— Start MATERIAL —

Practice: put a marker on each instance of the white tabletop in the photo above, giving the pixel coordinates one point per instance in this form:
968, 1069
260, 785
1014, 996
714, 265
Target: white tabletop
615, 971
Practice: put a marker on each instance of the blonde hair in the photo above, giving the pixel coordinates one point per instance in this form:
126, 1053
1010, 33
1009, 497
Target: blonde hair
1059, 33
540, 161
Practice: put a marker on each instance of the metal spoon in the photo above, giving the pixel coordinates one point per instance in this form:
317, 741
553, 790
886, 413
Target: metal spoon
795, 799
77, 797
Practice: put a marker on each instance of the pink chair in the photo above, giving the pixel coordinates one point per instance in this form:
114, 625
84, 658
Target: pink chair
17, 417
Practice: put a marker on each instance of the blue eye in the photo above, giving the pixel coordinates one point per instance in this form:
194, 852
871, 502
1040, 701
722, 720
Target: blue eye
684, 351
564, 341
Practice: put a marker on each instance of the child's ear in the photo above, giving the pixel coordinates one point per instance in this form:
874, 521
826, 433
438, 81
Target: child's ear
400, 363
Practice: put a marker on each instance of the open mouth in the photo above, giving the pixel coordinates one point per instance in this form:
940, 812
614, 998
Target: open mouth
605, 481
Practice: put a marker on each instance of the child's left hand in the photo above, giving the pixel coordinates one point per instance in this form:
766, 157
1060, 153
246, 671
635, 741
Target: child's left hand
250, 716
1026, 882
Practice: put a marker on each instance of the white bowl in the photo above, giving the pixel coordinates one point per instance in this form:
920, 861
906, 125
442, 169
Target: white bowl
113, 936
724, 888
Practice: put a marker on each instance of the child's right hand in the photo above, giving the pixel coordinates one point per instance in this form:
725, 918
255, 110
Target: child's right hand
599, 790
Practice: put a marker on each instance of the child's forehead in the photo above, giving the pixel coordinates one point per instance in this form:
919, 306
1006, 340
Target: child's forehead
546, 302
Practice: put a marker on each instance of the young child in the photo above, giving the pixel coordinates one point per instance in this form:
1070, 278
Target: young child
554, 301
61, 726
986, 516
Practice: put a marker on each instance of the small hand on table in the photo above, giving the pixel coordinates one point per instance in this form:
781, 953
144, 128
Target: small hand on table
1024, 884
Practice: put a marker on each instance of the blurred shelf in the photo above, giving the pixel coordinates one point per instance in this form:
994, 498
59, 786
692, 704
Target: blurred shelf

— End MATERIAL —
— Start MATERIAL —

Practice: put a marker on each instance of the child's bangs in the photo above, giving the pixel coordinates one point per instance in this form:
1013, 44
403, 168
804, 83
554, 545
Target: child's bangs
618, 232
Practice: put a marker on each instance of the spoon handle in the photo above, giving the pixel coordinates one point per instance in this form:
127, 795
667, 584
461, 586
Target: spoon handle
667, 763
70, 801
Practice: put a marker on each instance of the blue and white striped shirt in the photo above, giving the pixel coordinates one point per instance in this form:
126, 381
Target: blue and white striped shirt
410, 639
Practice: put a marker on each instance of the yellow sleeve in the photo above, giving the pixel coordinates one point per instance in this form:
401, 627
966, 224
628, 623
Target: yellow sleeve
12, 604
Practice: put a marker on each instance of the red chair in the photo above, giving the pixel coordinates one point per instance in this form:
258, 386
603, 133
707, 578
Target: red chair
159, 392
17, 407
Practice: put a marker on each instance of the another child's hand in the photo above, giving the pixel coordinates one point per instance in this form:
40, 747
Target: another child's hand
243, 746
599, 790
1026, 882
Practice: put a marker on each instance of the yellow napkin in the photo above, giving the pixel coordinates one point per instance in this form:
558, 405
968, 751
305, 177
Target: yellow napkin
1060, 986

— End MATERIAL —
— Start MATERIAL —

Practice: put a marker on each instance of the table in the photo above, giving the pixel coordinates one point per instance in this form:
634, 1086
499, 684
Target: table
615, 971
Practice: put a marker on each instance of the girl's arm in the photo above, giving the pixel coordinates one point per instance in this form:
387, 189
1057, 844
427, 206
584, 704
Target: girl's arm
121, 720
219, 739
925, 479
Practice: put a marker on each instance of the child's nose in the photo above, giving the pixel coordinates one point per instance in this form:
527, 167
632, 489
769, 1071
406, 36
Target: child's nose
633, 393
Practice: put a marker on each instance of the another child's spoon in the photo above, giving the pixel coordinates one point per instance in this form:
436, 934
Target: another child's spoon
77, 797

— End MATERIAL —

## PROBLEM
From the entries above, copy word for word the lines running from the one containing "Practice: put a marker on each instance of the blurred" through the one containing "Target: blurred shelf", including both of those lines.

## EXPECTED OUTPUT
Practice: put a marker on each instance of the blurred shelf in the photo above, giving the pixel coordinates one point per instance in this form:
994, 498
59, 786
692, 704
Target: blurred shelf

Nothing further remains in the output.